Supplied data =
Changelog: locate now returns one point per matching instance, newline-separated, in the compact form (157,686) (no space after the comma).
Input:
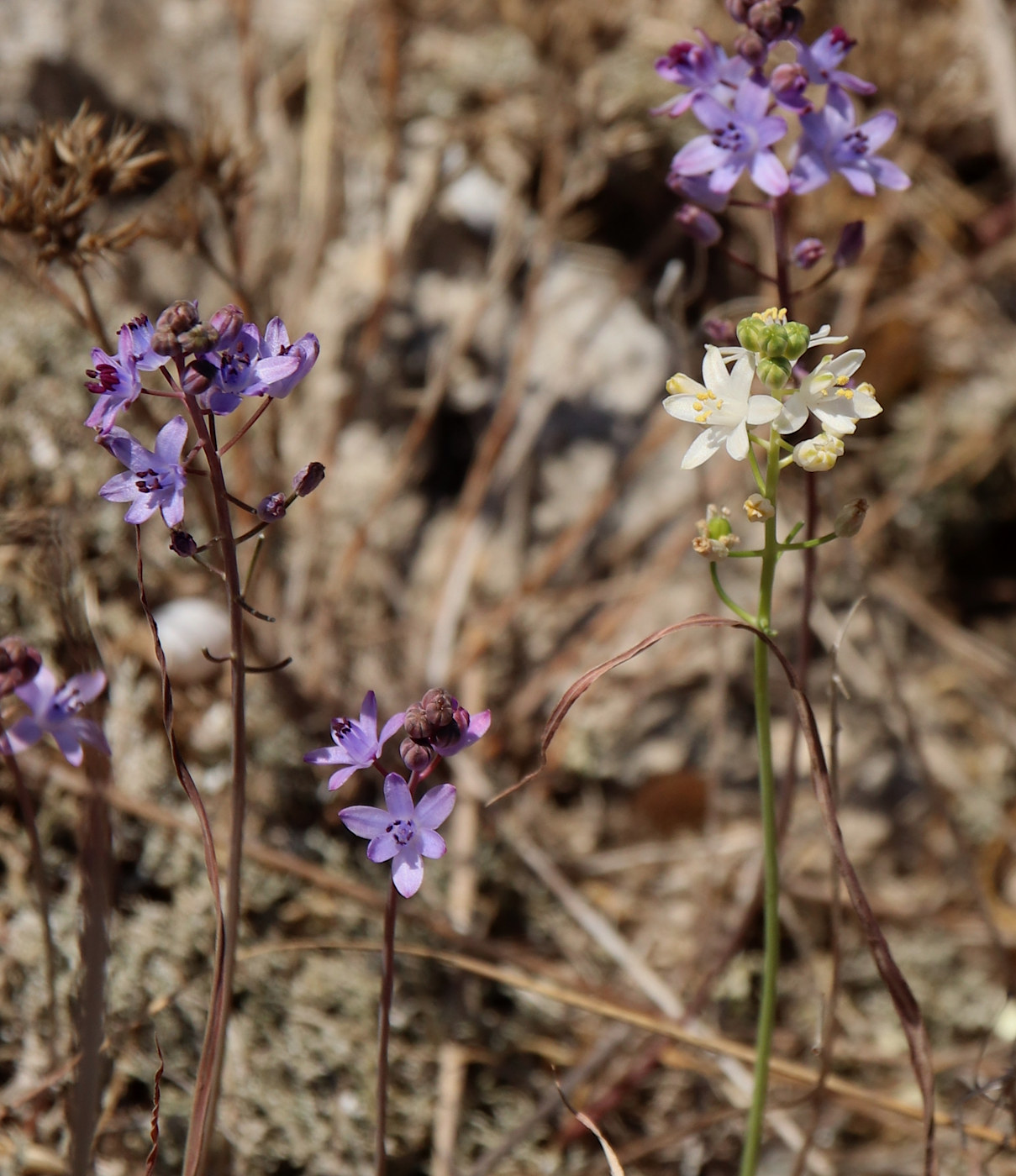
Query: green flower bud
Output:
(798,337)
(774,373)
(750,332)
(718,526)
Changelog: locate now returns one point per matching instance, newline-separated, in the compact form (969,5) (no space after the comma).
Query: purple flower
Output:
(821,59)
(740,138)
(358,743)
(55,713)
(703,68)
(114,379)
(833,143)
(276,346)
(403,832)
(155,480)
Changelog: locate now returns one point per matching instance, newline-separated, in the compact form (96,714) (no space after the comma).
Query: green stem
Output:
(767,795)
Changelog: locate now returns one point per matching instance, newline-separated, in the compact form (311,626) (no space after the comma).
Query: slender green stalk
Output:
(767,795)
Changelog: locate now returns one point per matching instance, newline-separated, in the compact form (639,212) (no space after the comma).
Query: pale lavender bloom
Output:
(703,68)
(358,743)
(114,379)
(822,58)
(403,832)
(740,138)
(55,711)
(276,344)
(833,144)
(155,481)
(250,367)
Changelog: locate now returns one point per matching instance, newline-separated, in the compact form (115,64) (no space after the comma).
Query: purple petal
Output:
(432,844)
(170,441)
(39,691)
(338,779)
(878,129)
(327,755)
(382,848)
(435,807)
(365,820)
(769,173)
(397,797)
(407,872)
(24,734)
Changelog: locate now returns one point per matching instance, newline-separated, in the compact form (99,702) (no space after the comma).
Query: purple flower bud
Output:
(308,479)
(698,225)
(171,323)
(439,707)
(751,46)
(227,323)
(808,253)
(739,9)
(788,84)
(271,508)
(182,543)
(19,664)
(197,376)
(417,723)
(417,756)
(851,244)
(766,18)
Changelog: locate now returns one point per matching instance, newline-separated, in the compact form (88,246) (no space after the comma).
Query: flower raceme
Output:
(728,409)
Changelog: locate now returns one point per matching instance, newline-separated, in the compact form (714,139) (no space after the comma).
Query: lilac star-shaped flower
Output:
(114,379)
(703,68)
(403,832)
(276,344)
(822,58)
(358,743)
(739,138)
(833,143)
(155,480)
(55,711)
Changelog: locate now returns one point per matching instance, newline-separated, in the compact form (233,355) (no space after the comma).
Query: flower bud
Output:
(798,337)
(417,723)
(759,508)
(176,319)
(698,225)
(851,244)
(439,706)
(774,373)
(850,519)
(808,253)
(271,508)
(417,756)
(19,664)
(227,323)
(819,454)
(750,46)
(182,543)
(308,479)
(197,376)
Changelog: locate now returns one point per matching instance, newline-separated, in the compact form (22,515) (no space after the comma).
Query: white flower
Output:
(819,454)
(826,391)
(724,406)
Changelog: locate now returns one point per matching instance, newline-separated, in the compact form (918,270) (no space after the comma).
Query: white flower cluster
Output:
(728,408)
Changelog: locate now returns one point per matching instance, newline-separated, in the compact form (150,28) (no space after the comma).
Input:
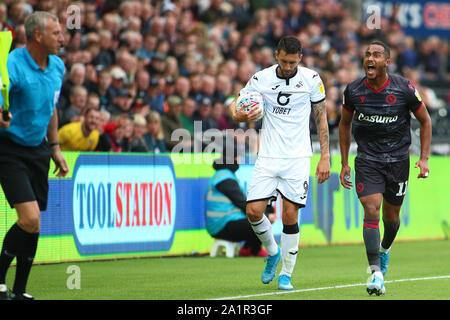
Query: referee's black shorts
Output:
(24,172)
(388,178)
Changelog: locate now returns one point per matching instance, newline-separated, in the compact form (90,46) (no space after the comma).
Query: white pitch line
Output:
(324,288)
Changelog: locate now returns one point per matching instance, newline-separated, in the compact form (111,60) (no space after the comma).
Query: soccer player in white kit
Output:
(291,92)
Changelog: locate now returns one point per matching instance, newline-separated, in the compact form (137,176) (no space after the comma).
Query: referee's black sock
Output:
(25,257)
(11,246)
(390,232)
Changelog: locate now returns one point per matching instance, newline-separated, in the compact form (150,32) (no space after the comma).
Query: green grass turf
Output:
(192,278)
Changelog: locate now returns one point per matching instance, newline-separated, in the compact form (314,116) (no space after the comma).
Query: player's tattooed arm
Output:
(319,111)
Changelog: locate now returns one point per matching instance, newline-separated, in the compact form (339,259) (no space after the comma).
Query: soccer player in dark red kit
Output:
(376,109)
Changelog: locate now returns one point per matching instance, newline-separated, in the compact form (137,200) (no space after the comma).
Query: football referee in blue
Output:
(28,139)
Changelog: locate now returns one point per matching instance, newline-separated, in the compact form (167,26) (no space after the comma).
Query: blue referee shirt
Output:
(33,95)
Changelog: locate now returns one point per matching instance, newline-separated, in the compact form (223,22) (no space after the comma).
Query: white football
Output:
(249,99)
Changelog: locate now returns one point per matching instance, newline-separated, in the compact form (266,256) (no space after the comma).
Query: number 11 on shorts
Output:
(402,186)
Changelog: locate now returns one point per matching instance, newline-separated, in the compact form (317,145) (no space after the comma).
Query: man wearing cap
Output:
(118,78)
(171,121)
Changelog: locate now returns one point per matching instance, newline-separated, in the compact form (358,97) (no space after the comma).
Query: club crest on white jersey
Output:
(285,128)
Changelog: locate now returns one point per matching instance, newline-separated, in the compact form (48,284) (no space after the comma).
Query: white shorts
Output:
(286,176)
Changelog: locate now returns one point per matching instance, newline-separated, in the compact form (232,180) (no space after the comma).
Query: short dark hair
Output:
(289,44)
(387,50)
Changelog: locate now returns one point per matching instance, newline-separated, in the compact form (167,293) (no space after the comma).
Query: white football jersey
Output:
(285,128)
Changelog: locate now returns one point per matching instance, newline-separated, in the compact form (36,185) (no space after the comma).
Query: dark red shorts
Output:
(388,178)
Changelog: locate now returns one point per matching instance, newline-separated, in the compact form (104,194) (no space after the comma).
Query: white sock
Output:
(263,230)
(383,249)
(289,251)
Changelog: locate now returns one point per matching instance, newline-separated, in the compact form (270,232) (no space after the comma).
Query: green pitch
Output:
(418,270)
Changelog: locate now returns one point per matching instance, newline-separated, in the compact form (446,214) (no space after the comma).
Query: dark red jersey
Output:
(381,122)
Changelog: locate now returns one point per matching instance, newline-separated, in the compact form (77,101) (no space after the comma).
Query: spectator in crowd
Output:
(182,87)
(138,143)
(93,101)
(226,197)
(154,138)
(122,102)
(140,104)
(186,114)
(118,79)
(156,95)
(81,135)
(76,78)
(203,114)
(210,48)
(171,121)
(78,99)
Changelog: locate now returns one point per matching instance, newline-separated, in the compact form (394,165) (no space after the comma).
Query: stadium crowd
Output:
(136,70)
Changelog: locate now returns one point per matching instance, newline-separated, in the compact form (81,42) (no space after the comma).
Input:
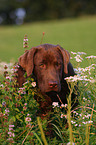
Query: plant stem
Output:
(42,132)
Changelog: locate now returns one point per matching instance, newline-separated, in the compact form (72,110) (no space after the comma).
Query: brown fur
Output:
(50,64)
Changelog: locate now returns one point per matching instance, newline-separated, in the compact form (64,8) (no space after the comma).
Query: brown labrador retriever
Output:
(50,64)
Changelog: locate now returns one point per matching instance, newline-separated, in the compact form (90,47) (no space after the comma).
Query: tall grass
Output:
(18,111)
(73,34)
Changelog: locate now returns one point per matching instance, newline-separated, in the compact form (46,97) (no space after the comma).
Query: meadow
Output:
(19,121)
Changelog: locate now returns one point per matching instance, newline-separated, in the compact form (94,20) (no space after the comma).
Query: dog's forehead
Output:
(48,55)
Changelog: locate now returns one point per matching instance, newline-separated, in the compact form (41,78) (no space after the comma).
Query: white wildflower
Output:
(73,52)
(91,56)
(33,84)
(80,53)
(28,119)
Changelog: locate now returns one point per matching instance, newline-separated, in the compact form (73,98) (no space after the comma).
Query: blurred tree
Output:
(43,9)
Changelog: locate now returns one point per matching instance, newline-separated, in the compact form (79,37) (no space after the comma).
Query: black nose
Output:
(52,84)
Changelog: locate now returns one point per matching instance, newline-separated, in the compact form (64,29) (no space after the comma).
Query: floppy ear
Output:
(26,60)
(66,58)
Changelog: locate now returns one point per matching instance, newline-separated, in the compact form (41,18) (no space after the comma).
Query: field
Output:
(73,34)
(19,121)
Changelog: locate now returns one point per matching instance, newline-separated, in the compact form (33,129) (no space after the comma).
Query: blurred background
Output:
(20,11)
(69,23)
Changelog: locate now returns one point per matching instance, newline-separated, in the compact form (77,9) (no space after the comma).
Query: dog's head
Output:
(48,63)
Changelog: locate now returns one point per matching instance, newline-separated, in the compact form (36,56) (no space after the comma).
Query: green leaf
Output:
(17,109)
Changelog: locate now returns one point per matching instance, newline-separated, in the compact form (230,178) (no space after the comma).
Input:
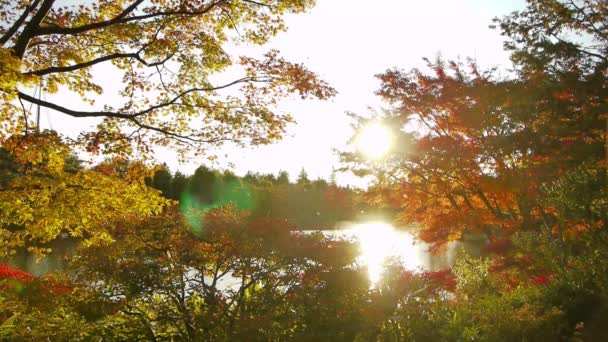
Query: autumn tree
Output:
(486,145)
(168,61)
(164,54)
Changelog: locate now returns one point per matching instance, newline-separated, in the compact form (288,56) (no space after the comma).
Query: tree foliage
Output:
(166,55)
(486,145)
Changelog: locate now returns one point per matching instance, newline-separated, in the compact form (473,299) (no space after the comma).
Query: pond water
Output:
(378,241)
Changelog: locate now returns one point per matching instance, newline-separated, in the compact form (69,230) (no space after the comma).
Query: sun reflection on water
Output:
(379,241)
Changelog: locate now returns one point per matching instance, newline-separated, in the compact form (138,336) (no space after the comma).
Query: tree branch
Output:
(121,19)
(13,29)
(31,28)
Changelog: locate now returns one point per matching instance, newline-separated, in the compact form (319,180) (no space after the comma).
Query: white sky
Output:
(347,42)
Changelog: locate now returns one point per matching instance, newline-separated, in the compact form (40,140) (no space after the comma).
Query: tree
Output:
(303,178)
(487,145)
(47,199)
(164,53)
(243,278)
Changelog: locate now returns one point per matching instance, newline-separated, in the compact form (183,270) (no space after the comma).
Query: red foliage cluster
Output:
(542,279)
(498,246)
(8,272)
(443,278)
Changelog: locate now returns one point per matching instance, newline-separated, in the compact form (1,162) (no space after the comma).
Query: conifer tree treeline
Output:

What you are asked to do =
Above are records; write out the lines from the one with "(81,42) (no space after the comma)." down to the one with "Query: white wildflower", exactly, leaving the pictures out.

Exercise answer =
Changelog: locate now returns one point per matching instance, newline-separated, in the compact form (81,42) (no space after the comma).
Input:
Query: plant stem
Output:
(42,132)
Changelog: locate now returns one point per matching instance, newline-separated, in the compact form (72,110) (no space after the comma).
Query: brown fur
Output:
(50,64)
Changelog: locate now returns one point per matching instance, newline-separated, in the compact form (64,8) (no space after the comma).
Query: brown labrador retriever
Output:
(50,64)
Changelog: locate now returns one point per matching instance, newline-separated, in the compact form (90,47) (no space after the comma).
Query: tall grass
Output:
(18,111)
(73,34)
Changelog: locate now returns one point per matching instance, newline-separated, in the compact form (46,97) (no space after the comma).
Query: meadow
Output:
(19,121)
Changelog: locate now returns one point per matching instance, newline-separated, in the compact form (94,20) (no space after the comma).
Query: dog's forehead
Output:
(48,55)
Changelog: locate now returns one point per matching instance, newline-separated, in the compact form (41,78) (no space after the comma).
Query: white wildflower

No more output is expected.